*QUOTED TEXT*
********************

It is being argued that the government has not assigned top priority to national security. The Archbishop of Colombo, Malcolm Cardinal Ranjith is also reported to have told the government, in no uncertain terms, that he is utterly displeased with the security measures adopted since the Easter Sunday attacks. The opponents of the government claimed that this so-called ‘yahapalana’ government was brought into power with the majority Muslim votes - is being kept in power with the continuous support of Muslim parliamentarians and they need these Muslim votes even for the forthcoming presidential and parliamentary elections as well. Their contention is that there could be undue political interference in the ongoing investigations into the incidents and in the current security measures to appease the political leaders.

The Sri Lankan armed forces and their Intelligence services have proved that they are quite capable of protecting the country. This is despite many security lapses which we have observed due to undue political interference, especially in the communication channels disseminating classified ‘national security’ information to the relevant authorities and on-going investigations. The Cardinal has proved that he is a much better leader than the self-proclaimed ones.

Since we are faced with a very complex situation, one could argue that finding a lasting solution is an exceedingly difficult task. My own view is that we need to adopt a more professional, strategic management approach in order to bring back an effective and efficient government model. As we have experienced earlier, the defeat of LTTE terrorism was possible ten years ago due to then government, especially the Ministry of Defence adopting a more strategic management approach and implementing it efficiently and effectively. There is no room for ‘blame culture’ under strategic management model and this approach prevents any implementation snags thus attaining the pre-determined goals and objectives.

********************

*MATERIAL*

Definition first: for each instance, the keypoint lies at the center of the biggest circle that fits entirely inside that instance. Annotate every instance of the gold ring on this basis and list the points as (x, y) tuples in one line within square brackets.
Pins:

********************

*TASK LIST*
A – Write out the passage of the national security commentary from "It is being" up to and including "the political leaders.".
B – Answer these questions from the national security commentary:
(i) Who is reported to have told the government he is displeased with the security measures adopted since the Easter Sunday attacks?
(ii) How many years ago, according to the commentary, was the defeat of LTTE terrorism achieved?
(iii) What kind of culture does the commentary say has no room under the strategic management model?

*RESPONSES FOR EACH TASK*
A –
It is being argued that the government has not assigned top priority to national security. The Archbishop of Colombo, Malcolm Cardinal Ranjith is also reported to have told the government, in no uncertain terms, that he is utterly displeased with the security measures adopted since the Easter Sunday attacks. The opponents of the government claimed that this so-called ‘yahapalana’ government was brought into power with the majority Muslim votes - is being kept in power with the continuous support of Muslim parliamentarians and they need these Muslim votes even for the forthcoming presidential and parliamentary elections as well. Their contention is that there could be undue political interference in the ongoing investigations into the incidents and in the current security measures to appease the political leaders.

B –
(i) The Archbishop of Colombo, Malcolm Cardinal Ranjith.
(ii) Ten years ago.
(iii) A "blame culture."